Required work → Reproduce in full every line of the data from the line containing "Identify every instance of the mowed" to the line containing "x=829 y=533", shifting each x and y coordinate in those lines by adding 125 to it. Copy all other text in these lines without change, and reproduce no lines beyond this range.
-- START OF Excerpted data --
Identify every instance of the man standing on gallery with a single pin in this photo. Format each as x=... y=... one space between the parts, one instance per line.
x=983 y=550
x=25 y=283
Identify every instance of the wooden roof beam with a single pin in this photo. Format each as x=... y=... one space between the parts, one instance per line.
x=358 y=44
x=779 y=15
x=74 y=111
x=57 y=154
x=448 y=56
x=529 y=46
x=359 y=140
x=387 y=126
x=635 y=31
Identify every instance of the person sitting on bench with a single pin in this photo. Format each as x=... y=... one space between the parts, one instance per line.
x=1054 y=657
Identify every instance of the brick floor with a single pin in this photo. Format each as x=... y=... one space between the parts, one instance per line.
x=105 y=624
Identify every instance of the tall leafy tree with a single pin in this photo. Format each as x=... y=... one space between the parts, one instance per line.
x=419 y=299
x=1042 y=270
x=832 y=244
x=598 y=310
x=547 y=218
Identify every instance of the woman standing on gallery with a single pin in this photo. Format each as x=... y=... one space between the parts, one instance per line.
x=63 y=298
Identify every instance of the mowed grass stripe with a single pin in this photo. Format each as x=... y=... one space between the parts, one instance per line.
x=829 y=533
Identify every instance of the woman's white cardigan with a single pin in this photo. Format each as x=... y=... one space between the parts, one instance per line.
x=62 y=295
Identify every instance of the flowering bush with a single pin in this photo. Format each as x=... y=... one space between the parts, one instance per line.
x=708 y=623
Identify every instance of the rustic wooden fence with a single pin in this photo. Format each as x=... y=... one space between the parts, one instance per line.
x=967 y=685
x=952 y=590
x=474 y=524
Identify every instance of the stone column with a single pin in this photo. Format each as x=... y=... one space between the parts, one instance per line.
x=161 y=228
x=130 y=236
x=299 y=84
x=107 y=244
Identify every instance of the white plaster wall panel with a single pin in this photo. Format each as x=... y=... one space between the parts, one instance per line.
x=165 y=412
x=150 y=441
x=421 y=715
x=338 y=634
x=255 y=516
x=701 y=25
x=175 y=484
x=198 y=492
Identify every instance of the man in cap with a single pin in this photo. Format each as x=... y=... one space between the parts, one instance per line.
-- END OF Excerpted data --
Result of this task →
Identify every instance of the mowed grass stripe with a single pin in this photo. Format each as x=... y=... one space between the parts, one instance per line.
x=954 y=658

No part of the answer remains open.